begin RECORDS FOR THE EXERCISE

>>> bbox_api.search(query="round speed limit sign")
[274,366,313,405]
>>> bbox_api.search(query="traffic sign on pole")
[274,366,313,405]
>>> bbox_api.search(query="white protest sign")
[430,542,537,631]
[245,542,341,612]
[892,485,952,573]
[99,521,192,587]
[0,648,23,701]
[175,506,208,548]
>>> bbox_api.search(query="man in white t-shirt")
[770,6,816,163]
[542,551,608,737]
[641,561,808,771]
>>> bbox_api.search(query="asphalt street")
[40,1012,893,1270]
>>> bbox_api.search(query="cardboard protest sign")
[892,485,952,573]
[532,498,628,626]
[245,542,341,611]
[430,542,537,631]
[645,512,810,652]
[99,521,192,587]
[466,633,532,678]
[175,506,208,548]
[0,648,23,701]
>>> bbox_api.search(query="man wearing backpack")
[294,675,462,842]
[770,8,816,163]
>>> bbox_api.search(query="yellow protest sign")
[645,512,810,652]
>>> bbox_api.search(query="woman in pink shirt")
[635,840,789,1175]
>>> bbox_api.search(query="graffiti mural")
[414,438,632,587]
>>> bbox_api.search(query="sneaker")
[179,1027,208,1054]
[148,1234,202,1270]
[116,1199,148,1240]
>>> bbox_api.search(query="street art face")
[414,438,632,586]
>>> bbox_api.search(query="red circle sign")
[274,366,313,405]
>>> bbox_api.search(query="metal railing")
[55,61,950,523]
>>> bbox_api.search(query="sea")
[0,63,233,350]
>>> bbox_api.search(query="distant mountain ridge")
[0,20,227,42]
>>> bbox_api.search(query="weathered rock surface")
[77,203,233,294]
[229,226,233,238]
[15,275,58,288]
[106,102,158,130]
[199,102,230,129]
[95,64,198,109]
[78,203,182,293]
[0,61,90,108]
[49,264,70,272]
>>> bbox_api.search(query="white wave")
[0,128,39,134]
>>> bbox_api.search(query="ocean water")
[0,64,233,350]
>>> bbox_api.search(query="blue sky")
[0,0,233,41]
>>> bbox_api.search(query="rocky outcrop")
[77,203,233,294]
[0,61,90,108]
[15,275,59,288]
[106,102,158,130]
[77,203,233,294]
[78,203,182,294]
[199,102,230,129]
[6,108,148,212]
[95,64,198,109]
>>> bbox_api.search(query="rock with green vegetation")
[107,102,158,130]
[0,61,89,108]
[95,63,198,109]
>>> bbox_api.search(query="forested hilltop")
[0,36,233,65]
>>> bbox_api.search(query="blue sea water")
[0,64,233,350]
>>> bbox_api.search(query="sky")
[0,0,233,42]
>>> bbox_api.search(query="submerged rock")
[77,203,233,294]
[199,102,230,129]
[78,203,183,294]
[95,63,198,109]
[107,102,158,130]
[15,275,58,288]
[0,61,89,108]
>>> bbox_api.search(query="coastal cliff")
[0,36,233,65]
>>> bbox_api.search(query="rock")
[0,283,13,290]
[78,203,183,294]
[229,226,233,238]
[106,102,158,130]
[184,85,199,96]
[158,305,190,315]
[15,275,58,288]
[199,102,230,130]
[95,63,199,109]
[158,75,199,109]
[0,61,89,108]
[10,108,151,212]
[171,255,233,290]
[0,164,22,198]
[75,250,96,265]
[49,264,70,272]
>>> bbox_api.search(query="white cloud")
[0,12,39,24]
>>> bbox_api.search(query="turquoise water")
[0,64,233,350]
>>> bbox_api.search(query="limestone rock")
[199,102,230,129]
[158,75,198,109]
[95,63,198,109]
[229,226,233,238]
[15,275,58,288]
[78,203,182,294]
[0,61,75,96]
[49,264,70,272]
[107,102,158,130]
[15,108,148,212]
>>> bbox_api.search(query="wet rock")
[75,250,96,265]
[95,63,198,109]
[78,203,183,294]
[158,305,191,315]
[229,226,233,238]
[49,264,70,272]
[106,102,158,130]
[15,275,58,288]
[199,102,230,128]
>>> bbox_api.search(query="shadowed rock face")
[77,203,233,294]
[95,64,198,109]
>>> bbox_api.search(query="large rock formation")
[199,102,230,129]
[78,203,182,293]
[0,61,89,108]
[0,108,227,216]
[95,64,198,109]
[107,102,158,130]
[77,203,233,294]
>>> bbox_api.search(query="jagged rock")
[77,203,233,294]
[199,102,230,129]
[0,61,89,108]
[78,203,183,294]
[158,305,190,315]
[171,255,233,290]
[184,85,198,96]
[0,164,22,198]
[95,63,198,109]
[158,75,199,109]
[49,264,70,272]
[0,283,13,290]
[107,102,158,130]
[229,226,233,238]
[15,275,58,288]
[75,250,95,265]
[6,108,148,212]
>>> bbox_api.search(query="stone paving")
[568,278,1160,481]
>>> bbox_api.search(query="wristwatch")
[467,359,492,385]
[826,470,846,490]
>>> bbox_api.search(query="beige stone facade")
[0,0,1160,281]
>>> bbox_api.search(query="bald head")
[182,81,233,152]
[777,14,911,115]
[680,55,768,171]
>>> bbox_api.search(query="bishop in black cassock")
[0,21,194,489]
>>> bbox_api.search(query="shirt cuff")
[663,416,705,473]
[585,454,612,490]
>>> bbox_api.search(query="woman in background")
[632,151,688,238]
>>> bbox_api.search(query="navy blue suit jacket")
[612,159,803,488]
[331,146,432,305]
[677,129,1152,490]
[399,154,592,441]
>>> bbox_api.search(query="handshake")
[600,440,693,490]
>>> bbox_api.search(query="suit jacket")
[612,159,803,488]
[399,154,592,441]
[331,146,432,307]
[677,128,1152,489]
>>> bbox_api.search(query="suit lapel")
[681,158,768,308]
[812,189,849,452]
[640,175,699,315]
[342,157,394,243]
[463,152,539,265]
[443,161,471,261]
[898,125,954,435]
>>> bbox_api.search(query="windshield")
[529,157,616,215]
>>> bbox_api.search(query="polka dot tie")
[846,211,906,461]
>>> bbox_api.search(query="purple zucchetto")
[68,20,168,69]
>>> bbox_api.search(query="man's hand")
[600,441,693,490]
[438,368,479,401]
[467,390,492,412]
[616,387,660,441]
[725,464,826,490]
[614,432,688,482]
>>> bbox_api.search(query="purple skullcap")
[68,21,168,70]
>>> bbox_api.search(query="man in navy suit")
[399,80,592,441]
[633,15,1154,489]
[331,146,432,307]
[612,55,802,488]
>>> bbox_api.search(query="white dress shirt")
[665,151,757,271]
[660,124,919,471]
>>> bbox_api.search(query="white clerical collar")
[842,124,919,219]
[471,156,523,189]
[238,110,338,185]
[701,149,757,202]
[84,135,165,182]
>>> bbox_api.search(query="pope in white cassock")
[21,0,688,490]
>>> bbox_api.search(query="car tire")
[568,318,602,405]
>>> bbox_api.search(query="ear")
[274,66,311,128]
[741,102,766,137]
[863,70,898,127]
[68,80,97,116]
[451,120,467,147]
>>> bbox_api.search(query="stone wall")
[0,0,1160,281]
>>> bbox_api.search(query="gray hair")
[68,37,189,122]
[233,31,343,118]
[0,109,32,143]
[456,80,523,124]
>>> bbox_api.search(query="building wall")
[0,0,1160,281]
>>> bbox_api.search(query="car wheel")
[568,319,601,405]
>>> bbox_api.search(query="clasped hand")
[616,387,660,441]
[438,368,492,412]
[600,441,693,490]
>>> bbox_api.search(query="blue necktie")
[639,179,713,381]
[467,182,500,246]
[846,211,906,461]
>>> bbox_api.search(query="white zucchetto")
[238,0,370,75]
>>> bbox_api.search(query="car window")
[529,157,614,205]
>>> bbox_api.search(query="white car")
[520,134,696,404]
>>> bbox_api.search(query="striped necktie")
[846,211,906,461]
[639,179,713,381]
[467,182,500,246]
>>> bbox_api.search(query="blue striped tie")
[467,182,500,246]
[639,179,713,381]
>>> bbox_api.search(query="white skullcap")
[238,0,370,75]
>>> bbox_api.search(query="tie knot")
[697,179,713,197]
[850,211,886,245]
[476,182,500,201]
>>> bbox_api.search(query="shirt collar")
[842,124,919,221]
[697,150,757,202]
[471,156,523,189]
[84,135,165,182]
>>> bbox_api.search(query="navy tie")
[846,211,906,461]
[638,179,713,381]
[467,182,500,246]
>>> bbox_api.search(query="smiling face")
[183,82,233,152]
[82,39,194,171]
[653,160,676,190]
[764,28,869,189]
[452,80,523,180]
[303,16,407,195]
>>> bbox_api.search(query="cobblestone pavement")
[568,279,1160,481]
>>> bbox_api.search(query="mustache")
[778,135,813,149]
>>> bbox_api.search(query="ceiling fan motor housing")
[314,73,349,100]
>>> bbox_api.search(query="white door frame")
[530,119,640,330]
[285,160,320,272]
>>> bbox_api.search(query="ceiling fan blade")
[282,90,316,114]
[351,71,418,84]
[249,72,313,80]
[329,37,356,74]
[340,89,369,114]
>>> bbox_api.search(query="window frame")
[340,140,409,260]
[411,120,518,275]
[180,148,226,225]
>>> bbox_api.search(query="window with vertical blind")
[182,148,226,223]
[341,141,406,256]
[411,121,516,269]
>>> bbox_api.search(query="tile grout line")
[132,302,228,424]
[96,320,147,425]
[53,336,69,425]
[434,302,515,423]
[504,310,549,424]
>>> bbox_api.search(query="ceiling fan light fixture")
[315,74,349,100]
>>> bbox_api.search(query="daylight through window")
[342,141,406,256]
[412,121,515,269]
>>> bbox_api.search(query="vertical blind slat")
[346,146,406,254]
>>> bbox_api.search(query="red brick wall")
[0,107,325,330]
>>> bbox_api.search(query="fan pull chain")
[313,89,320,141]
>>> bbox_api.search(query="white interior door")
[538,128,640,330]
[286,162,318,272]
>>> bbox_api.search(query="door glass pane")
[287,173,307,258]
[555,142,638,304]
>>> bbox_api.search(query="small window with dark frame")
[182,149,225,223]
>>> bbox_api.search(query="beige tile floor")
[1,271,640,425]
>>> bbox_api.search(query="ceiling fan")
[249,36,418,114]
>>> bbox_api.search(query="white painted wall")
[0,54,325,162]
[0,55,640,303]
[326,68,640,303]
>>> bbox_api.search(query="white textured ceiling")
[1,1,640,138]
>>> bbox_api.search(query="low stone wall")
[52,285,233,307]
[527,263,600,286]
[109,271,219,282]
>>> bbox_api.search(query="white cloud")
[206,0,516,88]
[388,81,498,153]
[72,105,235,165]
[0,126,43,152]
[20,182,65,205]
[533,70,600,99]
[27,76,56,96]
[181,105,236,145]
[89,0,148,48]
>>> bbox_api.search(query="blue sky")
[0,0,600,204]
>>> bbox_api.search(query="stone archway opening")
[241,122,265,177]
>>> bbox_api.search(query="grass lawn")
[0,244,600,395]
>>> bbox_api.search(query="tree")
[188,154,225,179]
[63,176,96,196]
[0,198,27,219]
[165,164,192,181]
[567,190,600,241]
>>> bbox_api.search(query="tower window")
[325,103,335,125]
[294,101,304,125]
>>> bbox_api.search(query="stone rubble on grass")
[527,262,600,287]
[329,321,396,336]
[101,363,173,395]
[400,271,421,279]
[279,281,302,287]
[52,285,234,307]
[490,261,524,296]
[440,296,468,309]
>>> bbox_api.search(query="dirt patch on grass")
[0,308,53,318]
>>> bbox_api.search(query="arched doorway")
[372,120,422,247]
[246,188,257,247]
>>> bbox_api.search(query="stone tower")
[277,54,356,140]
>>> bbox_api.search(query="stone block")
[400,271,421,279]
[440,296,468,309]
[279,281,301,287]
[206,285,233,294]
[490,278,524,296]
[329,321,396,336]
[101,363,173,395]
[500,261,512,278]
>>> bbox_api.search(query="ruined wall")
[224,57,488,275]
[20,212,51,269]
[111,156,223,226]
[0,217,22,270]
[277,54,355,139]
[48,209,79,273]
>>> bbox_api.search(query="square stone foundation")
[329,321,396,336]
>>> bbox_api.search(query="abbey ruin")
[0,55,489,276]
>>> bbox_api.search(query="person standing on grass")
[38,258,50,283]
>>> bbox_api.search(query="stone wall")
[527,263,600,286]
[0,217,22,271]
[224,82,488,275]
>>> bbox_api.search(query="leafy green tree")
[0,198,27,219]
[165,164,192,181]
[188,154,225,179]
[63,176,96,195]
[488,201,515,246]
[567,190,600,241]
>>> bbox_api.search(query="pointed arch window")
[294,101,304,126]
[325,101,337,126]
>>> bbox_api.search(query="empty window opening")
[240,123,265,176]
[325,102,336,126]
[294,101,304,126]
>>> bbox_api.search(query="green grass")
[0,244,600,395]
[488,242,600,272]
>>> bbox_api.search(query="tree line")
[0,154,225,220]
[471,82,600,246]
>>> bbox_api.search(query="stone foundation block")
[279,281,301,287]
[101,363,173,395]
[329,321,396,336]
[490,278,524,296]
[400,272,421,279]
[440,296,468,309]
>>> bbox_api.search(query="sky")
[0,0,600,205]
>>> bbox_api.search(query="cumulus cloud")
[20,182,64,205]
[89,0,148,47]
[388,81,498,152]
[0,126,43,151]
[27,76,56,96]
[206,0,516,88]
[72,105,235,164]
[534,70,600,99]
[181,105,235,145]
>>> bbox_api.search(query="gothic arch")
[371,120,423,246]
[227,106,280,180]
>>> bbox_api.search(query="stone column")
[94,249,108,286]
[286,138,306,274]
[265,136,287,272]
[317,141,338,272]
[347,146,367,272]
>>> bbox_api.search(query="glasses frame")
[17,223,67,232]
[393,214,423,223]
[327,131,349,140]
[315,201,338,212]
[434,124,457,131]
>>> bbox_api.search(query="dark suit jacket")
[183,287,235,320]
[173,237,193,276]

end RECORDS FOR THE EXERCISE

### SHORT PROBLEM
Gather every line of the material above that contains the string "collar", treating uppercase and lowercase as different.

### FULL RESPONSE
>>> bbox_api.search(query="white clerical collar")
>>> bbox_api.search(query="shirt collar")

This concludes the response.